# TEXT SEGMENT
-=-=-

Chrome DevTools CLI for Claude Code
28 Oct 2025I’ve been using Claude Code to build many wondrous (but often half working) things. Part of that is getting it to test on it’s own in a web browser. The official Chrome DevTools MCP kept freezing up while I was using it with a Meta Quest 3, and when it did work, asking for console logs would return massive amounts of data that filled my context (are there more dreaded words than “Compacting Conversation…”?).
Chrome DevTools Protocol (CDP) is Chrome’s way of letting external programs control the browser - taking screenshots, evaluating JavaScript, monitoring network traffic. Most CDP tools are libraries meant to be imported into code, but Claude Code needs a CLI.
I built @myerscarpenter/cdp-cli. It outputs NDJSON (newline-delimited
JSON) - one complete JSON object per line, making it grep-compatible and
easy to parse.
The key feature is the console command. By default it outputs bare JSON strings and shows only the last 10 messages:
cdp-cli console "GitHub"
"Page loaded"
"API call successful"
This saves tokens. When you need more detail, flags like --verbose,
--tail 50, or --all give you control over how much data comes back.
When truncated, it warns on stderr so Claude Code knows there’s more
available.
I’m also liking using cli’s over mcp’s as you can see exactly what it’s doing.
Chrome needs to be running with remote debugging enabled:
/Applications/Google\ Chrome.app/Contents/MacOS/Google\ Chrome \
--remote-debugging-port=9222
Or you could ask Claude to port forward 9222 from your Quest with adb.
Then install and use:
npm install -g @myerscarpenter/cdp-cli
cdp-cli tabs
cdp-cli console "GitHub" --tail 5
cdp-cli screenshot "GitHub" --output screenshot.jpg
Commands cover page management (tabs, new, go, close), debugging (console, snapshot, eval, screenshot), network inspection, and input automation (click, fill, key).

-=-=-

# LISTED ENTRIES
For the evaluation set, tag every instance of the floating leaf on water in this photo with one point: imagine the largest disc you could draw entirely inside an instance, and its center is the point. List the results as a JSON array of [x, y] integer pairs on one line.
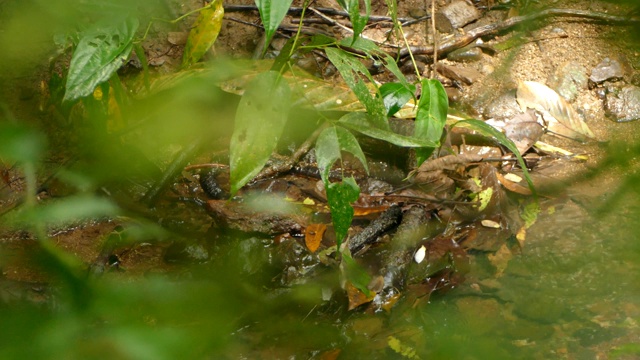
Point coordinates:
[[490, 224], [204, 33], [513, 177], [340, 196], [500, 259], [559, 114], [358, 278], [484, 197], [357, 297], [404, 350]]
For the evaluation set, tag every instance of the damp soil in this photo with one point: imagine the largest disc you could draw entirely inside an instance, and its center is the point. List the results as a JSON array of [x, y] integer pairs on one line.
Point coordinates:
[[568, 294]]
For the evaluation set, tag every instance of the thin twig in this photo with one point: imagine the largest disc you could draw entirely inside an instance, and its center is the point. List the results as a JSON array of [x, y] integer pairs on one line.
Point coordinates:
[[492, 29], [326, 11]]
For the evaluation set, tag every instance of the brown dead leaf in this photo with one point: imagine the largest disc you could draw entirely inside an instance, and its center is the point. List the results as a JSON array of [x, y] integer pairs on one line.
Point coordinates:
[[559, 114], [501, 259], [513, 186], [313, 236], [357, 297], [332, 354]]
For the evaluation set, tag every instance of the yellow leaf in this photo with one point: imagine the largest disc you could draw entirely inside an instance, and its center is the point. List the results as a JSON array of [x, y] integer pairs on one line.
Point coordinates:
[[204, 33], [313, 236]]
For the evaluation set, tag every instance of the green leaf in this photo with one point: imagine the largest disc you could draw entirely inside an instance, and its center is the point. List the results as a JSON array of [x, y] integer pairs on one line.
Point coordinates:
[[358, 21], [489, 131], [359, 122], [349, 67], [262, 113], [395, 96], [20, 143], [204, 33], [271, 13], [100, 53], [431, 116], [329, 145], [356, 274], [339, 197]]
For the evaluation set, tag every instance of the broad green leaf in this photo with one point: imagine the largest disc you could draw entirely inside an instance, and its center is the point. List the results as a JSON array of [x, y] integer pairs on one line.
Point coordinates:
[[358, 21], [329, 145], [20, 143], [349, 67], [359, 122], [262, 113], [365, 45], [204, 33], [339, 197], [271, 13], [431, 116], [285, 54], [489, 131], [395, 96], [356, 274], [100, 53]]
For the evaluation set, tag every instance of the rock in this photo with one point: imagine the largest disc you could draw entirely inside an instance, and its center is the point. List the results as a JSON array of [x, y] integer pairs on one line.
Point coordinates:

-=-=-

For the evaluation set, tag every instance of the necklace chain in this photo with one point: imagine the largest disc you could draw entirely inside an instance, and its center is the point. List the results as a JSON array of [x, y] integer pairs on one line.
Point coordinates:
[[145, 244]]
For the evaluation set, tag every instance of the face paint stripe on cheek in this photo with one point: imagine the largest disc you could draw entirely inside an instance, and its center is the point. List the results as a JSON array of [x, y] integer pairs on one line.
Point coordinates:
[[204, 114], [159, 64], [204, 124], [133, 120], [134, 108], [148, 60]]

-=-=-

# AIM OF THE TASK
Copy the blog post from the words "I built @myerscarpenter/cdp-cli." through "what it’s doing.", renaming "stderr" to "standard error".

# TASK RESULT
I built @myerscarpenter/cdp-cli. It outputs NDJSON (newline-delimited
JSON) - one complete JSON object per line, making it grep-compatible and
easy to parse.
The key feature is the console command. By default it outputs bare JSON strings and shows only the last 10 messages:
cdp-cli console "GitHub"
"Page loaded"
"API call successful"
This saves tokens. When you need more detail, flags like --verbose,
--tail 50, or --all give you control over how much data comes back.
When truncated, it warns on standard error so Claude Code knows there’s more
available.
I’m also liking using cli’s over mcp’s as you can see exactly what it’s doing.